[Data records]
━━━━━━━━━━━━━━━━━━━━

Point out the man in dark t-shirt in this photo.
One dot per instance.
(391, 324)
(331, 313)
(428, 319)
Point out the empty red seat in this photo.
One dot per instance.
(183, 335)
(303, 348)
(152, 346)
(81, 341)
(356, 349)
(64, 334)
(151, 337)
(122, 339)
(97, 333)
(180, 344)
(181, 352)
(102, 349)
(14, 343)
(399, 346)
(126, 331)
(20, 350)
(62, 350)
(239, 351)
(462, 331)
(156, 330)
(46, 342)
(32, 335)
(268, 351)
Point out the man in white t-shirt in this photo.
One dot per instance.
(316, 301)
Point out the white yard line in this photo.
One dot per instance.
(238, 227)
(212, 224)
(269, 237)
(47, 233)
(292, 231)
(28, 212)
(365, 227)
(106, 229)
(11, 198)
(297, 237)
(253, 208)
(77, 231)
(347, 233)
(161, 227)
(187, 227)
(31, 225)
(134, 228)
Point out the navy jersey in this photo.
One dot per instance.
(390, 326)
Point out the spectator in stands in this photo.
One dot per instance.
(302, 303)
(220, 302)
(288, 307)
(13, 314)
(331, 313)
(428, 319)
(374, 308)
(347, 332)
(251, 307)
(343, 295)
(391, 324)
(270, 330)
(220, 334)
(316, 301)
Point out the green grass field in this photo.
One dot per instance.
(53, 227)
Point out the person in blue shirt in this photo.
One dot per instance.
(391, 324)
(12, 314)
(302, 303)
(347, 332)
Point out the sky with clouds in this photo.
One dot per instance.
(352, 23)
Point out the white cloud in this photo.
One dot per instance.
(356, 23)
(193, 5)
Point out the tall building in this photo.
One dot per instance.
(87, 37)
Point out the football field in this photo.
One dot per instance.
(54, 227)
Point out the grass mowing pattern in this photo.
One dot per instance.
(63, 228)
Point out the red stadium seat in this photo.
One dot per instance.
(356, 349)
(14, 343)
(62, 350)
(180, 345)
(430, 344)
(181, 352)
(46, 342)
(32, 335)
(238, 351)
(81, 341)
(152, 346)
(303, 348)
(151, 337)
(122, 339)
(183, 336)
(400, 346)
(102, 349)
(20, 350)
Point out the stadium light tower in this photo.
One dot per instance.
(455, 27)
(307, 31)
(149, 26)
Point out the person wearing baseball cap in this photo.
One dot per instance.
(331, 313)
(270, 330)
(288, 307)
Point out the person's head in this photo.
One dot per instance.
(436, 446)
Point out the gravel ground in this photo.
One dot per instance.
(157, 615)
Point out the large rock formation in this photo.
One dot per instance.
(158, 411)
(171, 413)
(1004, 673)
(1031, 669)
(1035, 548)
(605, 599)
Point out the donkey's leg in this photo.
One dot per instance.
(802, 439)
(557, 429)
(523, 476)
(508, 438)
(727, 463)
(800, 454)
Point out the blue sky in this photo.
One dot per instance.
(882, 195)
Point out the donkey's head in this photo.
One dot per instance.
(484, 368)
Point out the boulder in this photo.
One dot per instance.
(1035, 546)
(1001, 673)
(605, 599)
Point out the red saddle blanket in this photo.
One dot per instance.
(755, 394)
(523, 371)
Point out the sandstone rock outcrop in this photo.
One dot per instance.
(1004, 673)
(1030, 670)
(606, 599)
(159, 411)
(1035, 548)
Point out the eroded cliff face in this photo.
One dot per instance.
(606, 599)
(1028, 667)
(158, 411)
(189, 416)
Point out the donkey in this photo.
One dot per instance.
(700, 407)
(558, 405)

━━━━━━━━━━━━━━━━━━━━

■ Directions ■
Recast the part of the data that opens with the line containing "Point out the eroded" and runs through the end of the data as a Markdown table with the columns Row and Line. Number each line in Row, and leave out any blank lines.

■ Task response ■
| Row | Line |
|---|---|
| 1 | Point out the eroded cliff face in this photo. |
| 2 | One dot per instance. |
| 3 | (606, 599) |
| 4 | (1028, 667) |
| 5 | (158, 411) |
| 6 | (189, 416) |
| 7 | Point out the donkey in this photo. |
| 8 | One dot per instance. |
| 9 | (700, 407) |
| 10 | (558, 405) |